Task to carry out:
Repeat exactly every line that comes at or after the line containing "Indicate every instance of the work", through the end of the entries below.
Entries shown Block Start
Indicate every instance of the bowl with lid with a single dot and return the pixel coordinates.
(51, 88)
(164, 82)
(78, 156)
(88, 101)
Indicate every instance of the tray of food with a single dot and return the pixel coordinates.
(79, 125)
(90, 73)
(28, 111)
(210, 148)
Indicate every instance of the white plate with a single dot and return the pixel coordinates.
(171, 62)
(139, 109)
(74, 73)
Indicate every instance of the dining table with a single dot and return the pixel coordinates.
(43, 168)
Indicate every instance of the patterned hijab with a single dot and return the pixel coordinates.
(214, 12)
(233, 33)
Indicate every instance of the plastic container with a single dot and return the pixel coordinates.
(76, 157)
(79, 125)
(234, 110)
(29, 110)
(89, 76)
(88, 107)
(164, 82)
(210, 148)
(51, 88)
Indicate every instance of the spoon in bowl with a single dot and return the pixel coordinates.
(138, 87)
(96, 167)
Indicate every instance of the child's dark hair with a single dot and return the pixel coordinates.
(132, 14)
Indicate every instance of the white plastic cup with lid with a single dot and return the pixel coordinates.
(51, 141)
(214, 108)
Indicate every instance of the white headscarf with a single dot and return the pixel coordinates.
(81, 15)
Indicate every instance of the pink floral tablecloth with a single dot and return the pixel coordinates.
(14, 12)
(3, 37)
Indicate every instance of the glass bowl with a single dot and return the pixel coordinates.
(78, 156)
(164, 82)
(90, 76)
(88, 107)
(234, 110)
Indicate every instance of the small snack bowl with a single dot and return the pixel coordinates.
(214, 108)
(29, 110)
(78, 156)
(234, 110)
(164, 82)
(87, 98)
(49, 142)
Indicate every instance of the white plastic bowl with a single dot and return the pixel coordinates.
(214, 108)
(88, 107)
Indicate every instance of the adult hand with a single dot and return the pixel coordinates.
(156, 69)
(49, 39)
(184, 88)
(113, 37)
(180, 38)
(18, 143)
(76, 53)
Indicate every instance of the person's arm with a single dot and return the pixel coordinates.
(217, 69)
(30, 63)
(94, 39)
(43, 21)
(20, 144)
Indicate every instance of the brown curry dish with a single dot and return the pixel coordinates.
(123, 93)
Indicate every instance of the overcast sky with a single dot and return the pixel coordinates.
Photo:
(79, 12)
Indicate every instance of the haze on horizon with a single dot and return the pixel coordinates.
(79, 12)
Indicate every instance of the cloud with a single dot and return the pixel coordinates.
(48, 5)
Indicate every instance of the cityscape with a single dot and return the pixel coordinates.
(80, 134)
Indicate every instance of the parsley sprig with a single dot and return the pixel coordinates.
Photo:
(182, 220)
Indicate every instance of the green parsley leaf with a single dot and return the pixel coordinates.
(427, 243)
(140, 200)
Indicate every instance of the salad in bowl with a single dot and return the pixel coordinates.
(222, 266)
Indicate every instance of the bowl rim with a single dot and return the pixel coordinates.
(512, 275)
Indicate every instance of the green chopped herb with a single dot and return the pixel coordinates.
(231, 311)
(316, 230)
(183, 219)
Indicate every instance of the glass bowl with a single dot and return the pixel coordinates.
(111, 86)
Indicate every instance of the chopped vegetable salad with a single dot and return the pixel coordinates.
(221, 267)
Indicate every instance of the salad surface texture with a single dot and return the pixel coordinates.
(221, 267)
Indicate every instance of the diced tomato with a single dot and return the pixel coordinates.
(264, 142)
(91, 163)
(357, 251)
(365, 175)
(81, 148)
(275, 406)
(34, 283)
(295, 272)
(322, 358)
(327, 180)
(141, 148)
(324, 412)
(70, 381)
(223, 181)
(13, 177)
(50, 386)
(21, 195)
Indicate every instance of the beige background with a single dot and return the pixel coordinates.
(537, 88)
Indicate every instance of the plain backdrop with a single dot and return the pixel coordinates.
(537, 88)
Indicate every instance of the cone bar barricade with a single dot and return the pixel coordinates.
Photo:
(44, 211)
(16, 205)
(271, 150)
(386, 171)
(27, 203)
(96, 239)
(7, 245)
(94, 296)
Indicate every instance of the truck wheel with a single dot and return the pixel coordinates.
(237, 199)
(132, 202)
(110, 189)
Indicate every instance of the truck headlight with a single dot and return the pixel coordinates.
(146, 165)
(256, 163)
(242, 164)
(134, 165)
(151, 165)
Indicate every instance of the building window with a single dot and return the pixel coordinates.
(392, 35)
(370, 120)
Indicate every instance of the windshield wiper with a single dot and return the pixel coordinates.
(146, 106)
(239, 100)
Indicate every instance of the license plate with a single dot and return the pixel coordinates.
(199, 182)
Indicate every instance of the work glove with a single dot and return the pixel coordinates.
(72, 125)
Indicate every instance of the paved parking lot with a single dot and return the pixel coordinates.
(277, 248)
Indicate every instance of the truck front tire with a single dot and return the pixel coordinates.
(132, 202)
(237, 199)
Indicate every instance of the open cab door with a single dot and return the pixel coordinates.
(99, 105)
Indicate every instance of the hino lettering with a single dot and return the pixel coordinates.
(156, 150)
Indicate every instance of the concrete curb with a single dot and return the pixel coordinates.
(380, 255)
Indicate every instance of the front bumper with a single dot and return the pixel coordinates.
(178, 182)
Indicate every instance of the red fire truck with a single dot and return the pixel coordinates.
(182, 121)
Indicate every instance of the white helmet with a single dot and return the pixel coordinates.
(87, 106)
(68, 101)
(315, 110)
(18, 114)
Entries shown Block End
Worked solution:
Indicate every instance of the work glove with a single dot and return the pixel coordinates.
(72, 125)
Indicate every instance of the paved parking lot with a single dot and return the pixel coordinates.
(277, 248)
Indicate every instance of the truck front tire with a single dot and return the pixel coordinates.
(132, 202)
(237, 199)
Indicate every instance of the open cab door with a single dot and return the pixel coordinates.
(99, 105)
Indicate every instance of the hino lettering with a single dot and return the pixel coordinates.
(156, 150)
Indicate every instance of the concrete curb with a single dot and return the pixel coordinates.
(380, 255)
Indicate every instance of the front bumper with a single dot and return the pixel coordinates.
(178, 182)
Indicate every instance of the red fire truck with a single dot and return the pixel coordinates.
(182, 121)
Indicate every instance of the white helmet with a single dot and return the pixel coordinates.
(87, 106)
(68, 101)
(315, 110)
(18, 114)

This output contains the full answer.